• [Brief]:
Begin with the line containing "Label every instance of vertical" and copy every line after it to the end of the entries, exactly, leaving out the lines before it.

----

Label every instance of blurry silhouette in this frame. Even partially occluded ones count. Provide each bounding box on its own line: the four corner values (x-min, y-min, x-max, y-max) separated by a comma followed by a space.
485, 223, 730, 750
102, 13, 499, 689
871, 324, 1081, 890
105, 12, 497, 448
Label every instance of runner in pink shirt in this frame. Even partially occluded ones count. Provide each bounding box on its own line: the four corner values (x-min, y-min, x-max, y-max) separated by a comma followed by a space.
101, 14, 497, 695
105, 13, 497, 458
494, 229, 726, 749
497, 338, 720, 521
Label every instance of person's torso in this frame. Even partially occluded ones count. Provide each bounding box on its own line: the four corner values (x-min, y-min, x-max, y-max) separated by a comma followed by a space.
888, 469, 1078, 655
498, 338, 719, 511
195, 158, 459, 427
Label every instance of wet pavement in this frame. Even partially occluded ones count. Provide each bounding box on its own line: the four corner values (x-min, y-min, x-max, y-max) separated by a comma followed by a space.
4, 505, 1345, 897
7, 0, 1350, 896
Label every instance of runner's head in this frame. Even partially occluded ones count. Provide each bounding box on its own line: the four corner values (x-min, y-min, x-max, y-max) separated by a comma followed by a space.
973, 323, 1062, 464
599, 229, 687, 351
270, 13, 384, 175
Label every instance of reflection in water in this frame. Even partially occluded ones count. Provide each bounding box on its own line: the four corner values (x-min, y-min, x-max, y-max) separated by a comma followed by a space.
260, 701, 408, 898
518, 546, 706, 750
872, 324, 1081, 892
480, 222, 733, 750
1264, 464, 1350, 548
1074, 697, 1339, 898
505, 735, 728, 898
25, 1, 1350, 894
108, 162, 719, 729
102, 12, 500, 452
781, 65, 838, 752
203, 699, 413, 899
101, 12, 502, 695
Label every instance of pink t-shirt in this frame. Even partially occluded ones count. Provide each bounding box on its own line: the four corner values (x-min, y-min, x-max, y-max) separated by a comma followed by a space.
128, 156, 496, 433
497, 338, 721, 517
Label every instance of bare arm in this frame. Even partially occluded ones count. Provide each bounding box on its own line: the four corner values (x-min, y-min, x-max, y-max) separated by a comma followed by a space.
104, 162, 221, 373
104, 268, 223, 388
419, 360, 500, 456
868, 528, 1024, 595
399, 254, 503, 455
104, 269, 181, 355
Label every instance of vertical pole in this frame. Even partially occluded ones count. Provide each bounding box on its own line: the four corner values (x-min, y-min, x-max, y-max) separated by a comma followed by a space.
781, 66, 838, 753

----

• [Answer]:
Label every instance of vertical pole in this frame. Even partially occluded ones count. Provide each bounding box on its own line: the four corner values (x-min, y-min, x-max, y-max) separated by a comma followed by a space.
781, 66, 838, 753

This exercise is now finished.